Extracted data entries:
+===+
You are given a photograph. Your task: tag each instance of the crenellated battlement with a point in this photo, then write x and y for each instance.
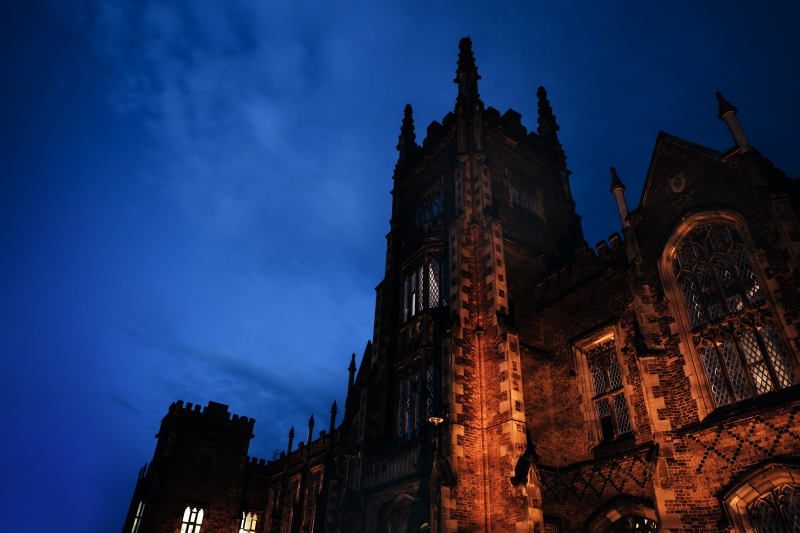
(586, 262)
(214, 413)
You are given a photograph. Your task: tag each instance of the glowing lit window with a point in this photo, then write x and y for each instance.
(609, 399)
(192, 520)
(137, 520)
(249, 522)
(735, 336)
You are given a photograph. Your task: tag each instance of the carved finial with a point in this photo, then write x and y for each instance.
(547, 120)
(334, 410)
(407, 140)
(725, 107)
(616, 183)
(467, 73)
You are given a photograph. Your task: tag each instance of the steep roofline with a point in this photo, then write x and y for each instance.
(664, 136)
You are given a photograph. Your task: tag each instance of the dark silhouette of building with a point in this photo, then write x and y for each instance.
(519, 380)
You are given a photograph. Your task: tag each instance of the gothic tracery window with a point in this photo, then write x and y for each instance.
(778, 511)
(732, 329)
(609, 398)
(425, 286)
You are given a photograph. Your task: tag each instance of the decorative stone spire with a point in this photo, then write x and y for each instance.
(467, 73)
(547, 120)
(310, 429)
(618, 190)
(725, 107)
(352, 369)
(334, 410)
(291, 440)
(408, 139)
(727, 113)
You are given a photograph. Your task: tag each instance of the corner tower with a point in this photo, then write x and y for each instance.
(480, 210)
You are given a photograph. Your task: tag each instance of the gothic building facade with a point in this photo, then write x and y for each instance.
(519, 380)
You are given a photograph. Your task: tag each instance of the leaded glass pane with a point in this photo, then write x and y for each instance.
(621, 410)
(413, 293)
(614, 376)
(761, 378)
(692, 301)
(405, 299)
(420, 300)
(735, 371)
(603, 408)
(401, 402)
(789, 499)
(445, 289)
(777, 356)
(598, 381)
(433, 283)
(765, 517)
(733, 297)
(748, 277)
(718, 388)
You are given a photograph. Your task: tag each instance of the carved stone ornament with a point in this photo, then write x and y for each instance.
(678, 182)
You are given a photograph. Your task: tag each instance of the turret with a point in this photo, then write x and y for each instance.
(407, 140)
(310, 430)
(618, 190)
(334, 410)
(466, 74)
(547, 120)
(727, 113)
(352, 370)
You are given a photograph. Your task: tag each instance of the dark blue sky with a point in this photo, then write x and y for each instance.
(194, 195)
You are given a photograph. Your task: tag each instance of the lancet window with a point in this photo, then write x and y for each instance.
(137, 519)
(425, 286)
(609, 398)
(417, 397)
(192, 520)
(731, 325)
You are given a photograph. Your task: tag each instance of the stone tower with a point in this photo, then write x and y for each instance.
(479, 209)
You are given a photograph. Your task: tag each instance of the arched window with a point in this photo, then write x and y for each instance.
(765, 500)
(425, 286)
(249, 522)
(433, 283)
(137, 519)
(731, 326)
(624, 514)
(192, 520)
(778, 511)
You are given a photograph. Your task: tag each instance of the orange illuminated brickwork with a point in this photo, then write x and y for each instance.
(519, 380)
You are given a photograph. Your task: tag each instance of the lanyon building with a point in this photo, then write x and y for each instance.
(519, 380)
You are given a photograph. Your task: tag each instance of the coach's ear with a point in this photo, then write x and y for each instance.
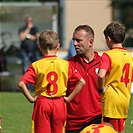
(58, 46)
+===+
Rewrite the records from the line containing "the carved stone" through the end of the records, with both ends included and every line kept in full. Raise each x and y coordinate in the answers by 105, and leave the pictures out.

You are given a photograph. Your task: tag each instance of the carved stone ornament with a point in this photo, then write x and y for each instance.
(783, 287)
You are given a photograph. Your task: tag each instance of the turret with a point in this photo, then write x and y for each instance.
(512, 245)
(415, 535)
(723, 295)
(439, 515)
(571, 179)
(652, 225)
(832, 218)
(457, 475)
You are given a photograph. Your task: tag each instance of the dark blue sky with a point in this photo, then write x and y for each instance.
(299, 300)
You are given a photograph. Your task: tag each instance of the lancet window with a point in this photo, then write x and y for each instance.
(242, 624)
(530, 391)
(714, 503)
(522, 502)
(297, 625)
(836, 430)
You are given a photograph. Your task: tag each instance of the stone tower with a point in this photo, then write x and y for each instance.
(584, 314)
You are given a photograph. Your task: tag each instance of the arched window with a point in this photo, then write x and y for each instance.
(870, 605)
(530, 391)
(354, 627)
(538, 388)
(242, 624)
(836, 431)
(729, 619)
(297, 625)
(883, 616)
You are given a photograph. Your task: tag each instance of the orange illuminated brickwork with a point in this photo, then write x and y for each instance.
(624, 485)
You are given a photograph. Your task: tag each instance of the lanyon building with a point in this photo, then write x and y for each instance.
(624, 485)
You are given a photograph. Your task: tag each instance of the coach's ear with a point in this photo, then write x and y for each instance.
(163, 151)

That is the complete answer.